Task: Write down each entry again, exactly as it reads.

+ + + + +

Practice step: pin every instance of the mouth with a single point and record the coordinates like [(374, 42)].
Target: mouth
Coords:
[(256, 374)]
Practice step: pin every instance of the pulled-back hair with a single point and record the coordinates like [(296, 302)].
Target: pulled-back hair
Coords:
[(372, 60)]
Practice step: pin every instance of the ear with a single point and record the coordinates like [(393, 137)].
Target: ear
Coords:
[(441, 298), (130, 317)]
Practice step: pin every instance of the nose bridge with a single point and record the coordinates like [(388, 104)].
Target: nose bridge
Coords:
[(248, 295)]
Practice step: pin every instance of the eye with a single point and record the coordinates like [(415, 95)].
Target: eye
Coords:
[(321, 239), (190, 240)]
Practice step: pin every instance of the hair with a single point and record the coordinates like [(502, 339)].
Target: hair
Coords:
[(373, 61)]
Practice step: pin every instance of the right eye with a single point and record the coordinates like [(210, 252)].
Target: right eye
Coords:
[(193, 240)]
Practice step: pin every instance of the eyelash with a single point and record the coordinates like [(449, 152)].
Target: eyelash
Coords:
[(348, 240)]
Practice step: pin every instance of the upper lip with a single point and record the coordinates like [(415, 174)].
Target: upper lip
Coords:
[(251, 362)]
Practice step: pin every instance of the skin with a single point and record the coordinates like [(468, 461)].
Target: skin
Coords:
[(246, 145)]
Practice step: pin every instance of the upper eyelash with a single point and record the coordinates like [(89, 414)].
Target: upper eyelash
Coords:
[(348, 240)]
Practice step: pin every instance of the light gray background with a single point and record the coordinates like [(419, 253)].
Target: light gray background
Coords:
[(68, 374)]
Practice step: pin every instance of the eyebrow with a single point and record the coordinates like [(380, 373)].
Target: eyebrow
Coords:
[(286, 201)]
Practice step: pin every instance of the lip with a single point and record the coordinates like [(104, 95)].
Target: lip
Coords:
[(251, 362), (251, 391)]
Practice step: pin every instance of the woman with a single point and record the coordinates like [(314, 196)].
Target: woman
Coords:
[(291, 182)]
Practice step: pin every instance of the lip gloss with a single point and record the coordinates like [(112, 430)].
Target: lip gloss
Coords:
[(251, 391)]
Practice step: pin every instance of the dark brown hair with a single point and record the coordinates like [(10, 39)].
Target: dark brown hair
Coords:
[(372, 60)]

+ + + + +

Solution to the exercise:
Practice step: pin every instance of the mouth with a single point and record the coordinates like [(374, 42)].
Target: mouth
Coords:
[(256, 374)]
Practice step: pin every instance of the pulled-back hair with a single point and record the coordinates like [(296, 302)].
Target: pulled-back hair
Coords:
[(372, 60)]
Practice step: pin every instance of the ear with a single point and record the coordinates like [(393, 137)].
Target: ear
Coords:
[(441, 298), (130, 317)]
Practice step: pin every instance of the nose bridge with a single point and record the coordinates like [(388, 104)].
Target: nose bridge
Coords:
[(248, 295)]
Practice step: pin every instance of the eye with a single point and record the coordinates like [(415, 95)].
Target: eye
Coords:
[(321, 239), (190, 240)]
Practice step: pin every instance of the hair with a single point and record the coordinates like [(502, 339)].
Target: hair
Coords:
[(373, 61)]
Practice step: pin every instance of the right eye with a single point and record the coordinates like [(210, 252)].
Target: right eye
Coords:
[(193, 240)]
Practice step: pin every instance of the eyelash with a single point and record the coordinates like [(449, 152)].
Target: eyelash
Coords:
[(348, 240)]
Practice step: pin every instance of the upper lip with a single point and record the coordinates like [(415, 174)].
Target: upper lip
Coords:
[(251, 362)]
Practice step: pin every instance of the skin with a single point and record the coordinates like [(468, 461)].
Target: skin
Coords:
[(246, 145)]
Practice step: pin every instance of the upper eyelash with a single point and record the coordinates like [(89, 414)].
Target: upper eyelash
Coords:
[(348, 240)]
Practice step: pin every instance of the light gray background with a single point and record the coordinates like [(419, 253)].
Target: light gray background
Coords:
[(68, 374)]
Practice step: pin every instance of the eyebrow with a single point and record the coordinates like [(380, 373)].
Target: eyebrow
Coords:
[(286, 201)]
Practice step: pin every instance of the lip with a single point and record the coordinates like [(104, 95)].
Target: lip
Coords:
[(251, 362), (251, 391)]
Practice step: pin every instance of the woman with a single point and record the coordinates like [(314, 196)].
Target: woman
Coords:
[(291, 182)]
Practice step: pin every instance of the lip gloss with a single point and record the coordinates like [(112, 430)].
Target: lip gloss
Coords:
[(251, 391)]
Practice step: pin every instance of the dark brown hair with a single point and record the coordinates like [(10, 39)].
Target: dark brown hair
Coords:
[(372, 60)]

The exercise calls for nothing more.